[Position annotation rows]

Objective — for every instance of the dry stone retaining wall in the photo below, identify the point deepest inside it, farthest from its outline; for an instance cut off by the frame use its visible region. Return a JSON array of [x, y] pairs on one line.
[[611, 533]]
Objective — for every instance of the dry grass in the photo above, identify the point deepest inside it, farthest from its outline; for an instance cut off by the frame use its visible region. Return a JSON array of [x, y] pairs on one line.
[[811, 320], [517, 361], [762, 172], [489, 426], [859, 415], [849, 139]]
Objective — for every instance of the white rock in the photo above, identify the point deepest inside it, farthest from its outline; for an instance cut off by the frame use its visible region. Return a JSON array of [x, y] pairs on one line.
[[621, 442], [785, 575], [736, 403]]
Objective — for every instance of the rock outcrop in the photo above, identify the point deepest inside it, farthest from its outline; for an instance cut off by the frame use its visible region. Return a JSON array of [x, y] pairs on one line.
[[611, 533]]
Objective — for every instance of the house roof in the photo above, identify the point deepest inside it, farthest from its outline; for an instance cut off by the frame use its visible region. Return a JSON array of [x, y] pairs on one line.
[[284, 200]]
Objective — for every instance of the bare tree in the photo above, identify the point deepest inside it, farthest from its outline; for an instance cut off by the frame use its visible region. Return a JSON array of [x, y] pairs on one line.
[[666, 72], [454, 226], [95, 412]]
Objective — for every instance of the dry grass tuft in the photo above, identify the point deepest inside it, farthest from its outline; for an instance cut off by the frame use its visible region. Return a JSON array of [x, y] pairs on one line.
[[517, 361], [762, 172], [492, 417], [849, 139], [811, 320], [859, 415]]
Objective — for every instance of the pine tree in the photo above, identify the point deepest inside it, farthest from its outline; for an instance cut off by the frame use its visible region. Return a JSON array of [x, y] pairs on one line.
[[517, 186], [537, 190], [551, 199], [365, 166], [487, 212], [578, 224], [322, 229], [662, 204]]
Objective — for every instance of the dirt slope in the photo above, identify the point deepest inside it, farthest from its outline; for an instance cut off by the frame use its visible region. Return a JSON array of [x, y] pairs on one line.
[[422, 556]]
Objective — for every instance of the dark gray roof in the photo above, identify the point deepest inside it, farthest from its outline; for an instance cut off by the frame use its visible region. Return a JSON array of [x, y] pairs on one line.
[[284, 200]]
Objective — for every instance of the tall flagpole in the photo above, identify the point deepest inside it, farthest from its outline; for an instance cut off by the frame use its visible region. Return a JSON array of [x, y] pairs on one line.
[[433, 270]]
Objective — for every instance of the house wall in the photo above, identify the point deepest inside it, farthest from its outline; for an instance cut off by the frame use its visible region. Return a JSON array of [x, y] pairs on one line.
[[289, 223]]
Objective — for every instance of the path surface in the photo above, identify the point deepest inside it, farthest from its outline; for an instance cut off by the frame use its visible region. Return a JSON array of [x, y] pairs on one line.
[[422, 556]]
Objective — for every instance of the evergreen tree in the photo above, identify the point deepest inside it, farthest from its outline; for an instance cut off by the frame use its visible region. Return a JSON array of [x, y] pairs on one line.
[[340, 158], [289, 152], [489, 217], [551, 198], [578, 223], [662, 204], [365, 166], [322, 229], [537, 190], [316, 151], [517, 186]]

Stated exercise: Update the rows above so that each "visible region" becomes "visible portion", leaving every other character as it is.

Answer to the task:
Objective — for every instance of the dry stone retaining wall in the photo below, identify the point deepest inside it, farthest from its outline; for an instance cut off by the frame use its visible portion. Return a JSON array of [x, y] pairs on one line.
[[611, 533]]
Objective — for every instance of the dry grass in the photo above, identify the point deepest inside it, farthest from its outline; for an instance cut off by the frame use its visible portion. Return a JSON array of [x, y] pairs on one line.
[[811, 320], [517, 361], [762, 172], [489, 426], [859, 415], [849, 139]]
Objective — for every instance of the white rock in the photo above, identify the point deepest inside it, farthest from its outline; for an instance cut off by the frame use its visible portion. Return a JSON array of [x, y] pairs on one line.
[[621, 442], [785, 575], [736, 403]]
Objective — for every instance of the rock outcrop in the photo above, identify the point deepest inside it, farthest from its outline; for an instance cut off by the frame use its visible portion. Return a JSON array of [x, y] pairs on one line.
[[611, 533]]
Objective — for every instance of the house roof in the photo above, identify the point deepest inside it, farthest from its outline; for an instance cut off by the frame use its visible portion. Return a JSON array of [x, y] pairs on one line.
[[284, 200]]
Objective — for every instance of the bare tree in the photo above, identify the point deepest inside it, farthest from its outline; for an instance cut off by the frame use its visible portion. Return a JSON array of [x, y] pairs on one line.
[[666, 72], [454, 226], [95, 412]]
Objective — for every instance of the dry grass tuft in the photo above, identify the point deepest inside it, farthest from its outline; for an instance cut off by the frame use its visible portion. Return a JSON array of [x, y] pairs on one line.
[[517, 361], [762, 172], [492, 417], [849, 139], [811, 320], [859, 415]]
Objective — for every instance of the pine tree in the photo above, identify the point deepest inside it, farthest from its outline; for an instance cut off by the frame use its visible portion. Return a JSON array of [x, y] pairs on one line.
[[517, 186], [537, 190], [551, 199], [365, 166], [487, 212], [578, 224], [322, 229], [662, 204]]
Objective — for every instance of the dirt slope in the photo above, identify the point deepest inside it, farthest from its outline; for an instance cut off by the frame use its visible portion. Return a JSON array of [x, y] pairs on one line.
[[422, 556]]
Objective — for every instance of the dark gray roof in the photo above, identify the point deepest inside it, farthest from its outline; for an instance cut off by the frame use its visible portion. Return a JSON array of [x, y] pairs on one line.
[[284, 200]]
Objective — for every instance of the tall flagpole in the photo above, identify the point deepest inside it, farthest from its outline; for an instance cut off by the frame use its visible portion. Return a JSON array of [x, y] pairs on one line.
[[433, 270]]
Objective — for every instance of the house wall in the photo above, identify the point deepest inside it, farthest from its outline; for an instance cut off by the frame use its visible portion. Return a JSON array of [x, y] pairs on one line.
[[289, 223]]
Objective — for every instance of the path surface in the photo above, identify the point deepest inside it, farthest from its outline; for an instance cut off by the frame use its visible portion. Return a JSON array of [x, y] pairs on one line.
[[422, 556]]
Objective — for every instance of the evergreen tree in the photo above, identify the point deepest inside it, farthest from its outline; for an instance cut off by the frame use its visible portion. Return a JSON array of [x, y] pairs on one line.
[[340, 158], [289, 152], [489, 217], [551, 198], [578, 223], [662, 204], [365, 166], [322, 229], [537, 190], [316, 151], [517, 186]]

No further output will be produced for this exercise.